## SELECTED EXCERPT

● ● ● ● ●

Looking back, I take small comfort in remembering some of the things James told me over the course of his later years. “I had the perfect childhood.” “You were the best mom.” “I want to help you with the kids.” (I believe he was sincere but because of his drug problem, I could never take him up on it.) “I want to take care of you when you get old.” “I love you Mom.”
On January 7, 2021, around seven o’clock at night, days from James’s thirtieth birthday, the doorbell rang. A detective in a police uniform was waiting on our front doorstep when I opened the door, with Addie clinging to my leg. As I looked at his face, I knew what he was going to say before the words were out of his mouth. In slow motion I heard, “Your son is dead.”
James was many things. I prefer the good things to remember. He was a college graduate. He built houses for Katrina flood victims with a mission group. He’d been a camp counselor for our local Catholic Church and they had given him the special needs kids because he was so responsible and kind. He was an excellent student with almost total recall of anything he read. He was an exceptional saxophone player and made first chair in the city’s Woodwind Symphony. He was a gifted artist. He was a light in my life for most of his. He was the cutest little kid with his blond hair and blue eyes.
When my daughter and I went to the emergency room to see his body, we were fortunate to be allowed in. Covid was in full force. The ER doc was extremely kind. He sat and talked to us when he realized I had been employed at that hospital for over twenty years. “The opioids are a tough addiction. Almost no one gets better until they are ready, and without help. No one is usually successful on their own.” James died of fentanyl that looked like oxycodone. He died with the cross Ned had given him around his neck. He believed in God. We did not have an immediate funeral because of the pandemic, but his boss told me that she would need two people to fill his shoes at work. Really. He was that good at his job, and to please let his coworkers come to the funeral. His funeral wasn’t till May, when we could have it outside because of the risk of spreading the disease, and it was still chilly. I only invited family because of the fear, and I regret that I couldn’t include his friends and coworkers, but then, I was also concerned who might show up…
If one good thing came out of my son’s death, it was a plan to take care of the children if something happened to Ned or I, or both.

● ● ● ● ●

(Referring expression data)
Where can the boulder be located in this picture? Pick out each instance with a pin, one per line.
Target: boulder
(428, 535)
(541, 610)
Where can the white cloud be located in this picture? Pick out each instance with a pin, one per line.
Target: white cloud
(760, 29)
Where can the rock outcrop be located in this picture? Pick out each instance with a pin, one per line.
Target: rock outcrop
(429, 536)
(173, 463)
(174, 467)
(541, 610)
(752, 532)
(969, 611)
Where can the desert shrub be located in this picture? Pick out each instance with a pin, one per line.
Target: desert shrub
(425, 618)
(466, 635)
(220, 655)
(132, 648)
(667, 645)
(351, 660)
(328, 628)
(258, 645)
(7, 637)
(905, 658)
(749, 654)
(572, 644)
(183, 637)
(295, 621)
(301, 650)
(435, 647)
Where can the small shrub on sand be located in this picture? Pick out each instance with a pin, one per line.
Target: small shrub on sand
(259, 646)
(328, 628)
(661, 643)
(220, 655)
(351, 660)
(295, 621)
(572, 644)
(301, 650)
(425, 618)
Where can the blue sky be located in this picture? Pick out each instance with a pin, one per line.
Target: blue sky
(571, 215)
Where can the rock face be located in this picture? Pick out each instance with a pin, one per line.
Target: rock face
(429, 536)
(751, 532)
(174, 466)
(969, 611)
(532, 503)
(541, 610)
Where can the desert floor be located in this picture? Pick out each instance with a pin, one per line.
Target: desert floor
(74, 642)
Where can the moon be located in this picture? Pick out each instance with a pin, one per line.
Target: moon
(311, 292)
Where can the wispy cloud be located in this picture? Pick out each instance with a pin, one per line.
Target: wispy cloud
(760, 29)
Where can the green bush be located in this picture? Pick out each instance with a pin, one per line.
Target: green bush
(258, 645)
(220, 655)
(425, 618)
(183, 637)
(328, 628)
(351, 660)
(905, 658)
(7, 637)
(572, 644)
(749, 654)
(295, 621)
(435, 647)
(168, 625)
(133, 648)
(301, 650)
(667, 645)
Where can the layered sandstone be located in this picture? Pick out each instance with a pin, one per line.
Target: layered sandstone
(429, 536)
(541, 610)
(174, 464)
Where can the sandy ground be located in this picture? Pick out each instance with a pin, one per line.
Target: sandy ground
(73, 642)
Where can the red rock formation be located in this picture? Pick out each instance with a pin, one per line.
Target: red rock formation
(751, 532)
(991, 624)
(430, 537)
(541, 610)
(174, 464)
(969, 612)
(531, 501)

● ● ● ● ●

## EXERCISE GOAL
From the passage about James, write out the stretch from "James was many" through "and blue eyes." word for word.

## SOLUTION FOR THIS PROBLEM
James was many things. I prefer the good things to remember. He was a college graduate. He built houses for Katrina flood victims with a mission group. He’d been a camp counselor for our local Catholic Church and they had given him the special needs kids because he was so responsible and kind. He was an excellent student with almost total recall of anything he read. He was an exceptional saxophone player and made first chair in the city’s Woodwind Symphony. He was a gifted artist. He was a light in my life for most of his. He was the cutest little kid with his blond hair and blue eyes.